▸ TEXT EXCERPT:

Earlier this evening in NPI’s hometown of Redmond, the League of Women Voters of Seattle-King County held a candidate forum to give residents on the Eastside a chance to hear from the candidates running to represent the 45th and 48th Legislative Districts in this year’s special elections for state Senate.

The forum was presented in a debate format, with 48th LD Senate candidates Patty Kuderer and Michelle Darnell squaring off first, followed by 45th LD Senate candidates Manka Dhingra and Jinyoung Lee Englund.

The contest in the 45th is considered the marquee race in the state this year because its outcome will decide who controls the Washington State Senate.

If Englund wins, the Republicans will maintain a narrow grip on the chamber. But if Dhingra wins, the Senate will flip and five years of Republican rule will be over.

As longtime readers of the Cascadia Advocate are well aware, Republicans have repeatedly used their majority in the Senate to bury a slew of worthy bills passed by the state House and backed by Governor Jay Inslee. Bills like the Equal Pay Opportunity Act, which would prohibit employers from engaging in discrimination on the basis of gender or retaliating against employees who initiate discussions about their compensation with management or fellow employees.

A number of Republicans in the House voted for this well-crafted equal pay legislation when it came up for a vote on March 8th and May 1st.

Sadly, in the Senate, House Bill 1506 stalled out after it got to the Senate Rules Committee. It never made it to the floor for a vote.

The Equal Pay Opportunity Act is an excellent example of sensible legislation that ought to have already landed on Governor Inslee’s desk and been added to the Revised Code of Washington, but hasn’t… because Republicans run the Senate.

It was fitting, then, that one of the questions moderator Natalie Brand asked Manka Dhingra and Jinyoung Lee Englund in tonight’s debate was Do you support equal pay legislation? The answers they gave could hardly have been more different.

MODERATOR NATALIE BRAND: Next question. Ms. Dhingra will start. Do you support equal pay legislation? Why or why not?

DEMOCRATIC CANDIDATE MANKA DHINGRA: Absolutely! I, for one, am tired of getting paid seventy-six cents to the dollar. You know, I started [Chaya, an organization dedicated to combating domestic violence] when I was twenty-two years old. I have been fighting for equity and social justice my entire life.

I think it is completely ridiculous, actually, that women are not paid the same as men. And it starts by making sure that we take a stand and say Enough is enough. Equal pay for equal work. Period.

REPUBLICAN CANDIDATE JINYOUNG LEE ENGLUND: You know, I think there’s no disagreement that women should be treated equally as men.  I think we as a society acknowledge that. And throughout my lifetime as a professional, you know, I have never felt discriminated against, though at times I’ve wondered if, Hm… I wonder if I could have negotiated my salary better. But I think I have been lucky in that the people that I’ve chosen to work for have always treated me with kindness and with fairness and I’ve… if I have negotiated something that I did with the skills and the tools that I have. And I think women should be better equipped to have those negotiating skills.

▸ INFORMATION SUPPLIED:
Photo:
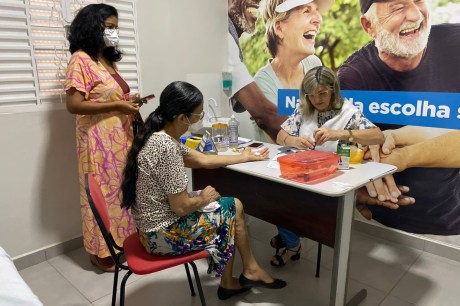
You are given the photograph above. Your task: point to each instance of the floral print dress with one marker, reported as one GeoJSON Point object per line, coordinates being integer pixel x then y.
{"type": "Point", "coordinates": [103, 141]}
{"type": "Point", "coordinates": [161, 172]}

▸ WRITTEN REQUEST:
Answer these from the text about the Redmond candidate forum:
1. Which two candidates debated first?
2. Where in the Senate did House Bill 1506 stall?
3. Who moderated the debate?
The data plays no part here.

▸ TASK ANSWER:
1. Patty Kuderer and Michelle Darnell, the 48th LD Senate candidates.
2. In the Senate Rules Committee.
3. Natalie Brand.